▶ What the exercise asks: Rewrite every line of the records below as a numbered list, leaving out any blank lines.

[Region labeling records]
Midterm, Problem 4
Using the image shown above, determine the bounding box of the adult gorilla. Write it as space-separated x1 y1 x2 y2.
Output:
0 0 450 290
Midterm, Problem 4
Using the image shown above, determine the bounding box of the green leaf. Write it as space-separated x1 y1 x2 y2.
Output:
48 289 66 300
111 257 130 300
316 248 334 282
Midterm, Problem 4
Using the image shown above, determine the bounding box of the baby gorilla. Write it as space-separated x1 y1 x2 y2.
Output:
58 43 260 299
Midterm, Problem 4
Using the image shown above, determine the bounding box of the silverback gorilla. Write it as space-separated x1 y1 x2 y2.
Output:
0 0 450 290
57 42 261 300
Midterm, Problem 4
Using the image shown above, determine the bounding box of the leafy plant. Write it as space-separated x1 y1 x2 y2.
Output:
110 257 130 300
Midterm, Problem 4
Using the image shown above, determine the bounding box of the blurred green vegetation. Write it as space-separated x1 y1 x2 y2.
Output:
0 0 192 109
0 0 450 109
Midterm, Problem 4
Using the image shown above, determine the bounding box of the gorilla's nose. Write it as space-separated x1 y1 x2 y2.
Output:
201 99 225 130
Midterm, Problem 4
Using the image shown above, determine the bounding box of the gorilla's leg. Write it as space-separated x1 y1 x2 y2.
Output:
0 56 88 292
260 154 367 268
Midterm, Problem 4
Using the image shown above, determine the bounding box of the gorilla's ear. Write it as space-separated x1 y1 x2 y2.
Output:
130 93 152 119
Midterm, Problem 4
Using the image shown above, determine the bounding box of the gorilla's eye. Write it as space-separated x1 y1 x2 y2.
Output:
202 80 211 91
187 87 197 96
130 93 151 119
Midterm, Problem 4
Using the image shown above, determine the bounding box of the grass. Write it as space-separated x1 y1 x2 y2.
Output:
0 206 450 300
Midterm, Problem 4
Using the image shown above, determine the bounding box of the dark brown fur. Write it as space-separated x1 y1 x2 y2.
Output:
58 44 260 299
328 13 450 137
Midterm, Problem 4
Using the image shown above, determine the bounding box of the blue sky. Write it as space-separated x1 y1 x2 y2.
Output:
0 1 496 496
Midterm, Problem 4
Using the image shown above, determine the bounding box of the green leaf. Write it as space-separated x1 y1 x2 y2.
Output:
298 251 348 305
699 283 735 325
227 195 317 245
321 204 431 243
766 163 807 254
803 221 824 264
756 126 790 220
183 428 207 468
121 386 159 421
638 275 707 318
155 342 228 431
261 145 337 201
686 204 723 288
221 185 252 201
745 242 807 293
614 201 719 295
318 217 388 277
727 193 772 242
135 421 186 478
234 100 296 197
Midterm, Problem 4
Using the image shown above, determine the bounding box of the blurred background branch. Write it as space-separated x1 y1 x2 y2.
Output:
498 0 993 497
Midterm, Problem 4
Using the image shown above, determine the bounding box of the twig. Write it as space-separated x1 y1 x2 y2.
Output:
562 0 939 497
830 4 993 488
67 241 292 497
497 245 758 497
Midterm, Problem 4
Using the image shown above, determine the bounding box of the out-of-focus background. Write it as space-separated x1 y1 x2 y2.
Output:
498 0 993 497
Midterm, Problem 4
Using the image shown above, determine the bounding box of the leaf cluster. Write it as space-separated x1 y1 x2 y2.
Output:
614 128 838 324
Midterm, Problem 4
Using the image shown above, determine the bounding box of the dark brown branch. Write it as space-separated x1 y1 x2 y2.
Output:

▶ The solution:
1. Midterm, Problem 4
2. Using the image shown above, determine the bounding box of the adult gorilla. Write it as space-separated x1 y1 x2 y2.
3. Output:
4. 0 0 450 290
5. Midterm, Problem 4
6. Using the image shown above, determine the bounding box of the green leaf. Write it as space-separated x1 y1 x2 y2.
7. Output:
8. 48 289 66 300
9. 111 257 130 300
10. 316 248 334 282
11. Midterm, Problem 4
12. Using the image shown above, determine the bounding box of the baby gorilla. Write it as space-separated x1 y1 x2 y2.
13. Output:
14. 58 43 260 299
15. Midterm, Problem 4
16. Using the image shown above, determine the bounding box of the silverback gorilla. Write it as space-separated x1 y1 x2 y2.
17. Output:
18. 0 0 450 290
19. 57 42 261 300
20. Midterm, Problem 4
21. Using the image shown above, determine the bounding box of the leafy plant. Write it as space-separated x1 y1 x2 y2.
22. Output:
23. 110 257 130 300
24. Midterm, Problem 4
25. Using the image shown above, determine the bounding box of the blurred green vegetation. Write it as space-separated x1 y1 x2 y2.
26. Output:
27. 0 0 192 109
28. 0 0 450 109
29. Midterm, Problem 4
30. Using the image shown above, determine the bounding box of the gorilla's nose. Write it as space-separated x1 y1 x2 y2.
31. Output:
32. 201 99 225 130
33. Midterm, Problem 4
34. Using the image shown above, determine the bounding box of the gorilla's leg. Write it as space-separated x1 y1 x2 y2.
35. Output:
36. 0 56 88 292
37. 260 154 367 268
38. Midterm, Problem 4
39. Using the image shown above, determine the bounding box of the gorilla's ear. Write it as space-separated x1 y1 x2 y2.
40. Output:
41. 130 93 152 119
42. Midterm, Problem 4
43. Using the image shown above, determine the bounding box of the gorilla's eye. Write it as space-separated x1 y1 x2 y2.
44. Output:
45. 202 80 211 91
46. 187 87 197 96
47. 130 93 151 119
48. Midterm, Problem 4
49. Using the image shown above, determine the bounding box of the grass. Write it as space-separated x1 y1 x2 y2.
50. Output:
51. 0 206 450 300
52. Midterm, Problem 4
53. Using the image shown above, determine the bounding box of the dark brown fur. Write it as space-separated x1 y1 x2 y2.
54. Output:
55. 58 44 260 299
56. 328 13 450 137
57. Midterm, Problem 4
58. Using the image shown above, determine the bounding box of the blue sky. Write it as space-separated x1 y1 x2 y2.
59. Output:
60. 0 1 496 496
61. Midterm, Problem 4
62. Using the image shown above, determine the bounding box of the green leaf. Write it as space-separated x1 y1 x2 y2.
63. Output:
64. 298 251 348 305
65. 699 283 735 325
66. 227 195 317 245
67. 321 204 431 243
68. 766 163 807 254
69. 803 221 824 264
70. 756 126 790 220
71. 183 428 207 468
72. 121 386 159 421
73. 638 275 707 318
74. 155 342 228 431
75. 261 145 337 201
76. 686 204 723 288
77. 221 185 252 201
78. 745 242 807 293
79. 614 201 719 295
80. 318 217 388 277
81. 727 193 772 242
82. 135 421 186 478
83. 234 100 296 197
84. Midterm, Problem 4
85. Using the image shown above, determine the bounding box of the blurred background branch. Write it as space-separated x1 y1 x2 y2.
86. Output:
87. 498 0 993 497
88. Midterm, Problem 4
89. Using the image shown above, determine the bounding box of the twig. Write it as space-separated x1 y1 x2 y2.
90. Output:
91. 562 0 939 497
92. 830 4 993 488
93. 67 241 292 497
94. 497 245 758 497
95. Midterm, Problem 4
96. Using the image shown above, determine the bounding box of the out-of-focus background. Write it as space-separated x1 y1 x2 y2.
97. Output:
98. 498 0 993 497
99. Midterm, Problem 4
100. Using the image shown above, determine the bounding box of the leaf cluster. Write it as space-separated x1 y1 x2 y2.
101. Output:
102. 614 128 838 324
103. Midterm, Problem 4
104. Using the image shown above, determine the bounding box of the dark brown branch. Write it as space-separated x1 y1 x2 y2.
105. Output:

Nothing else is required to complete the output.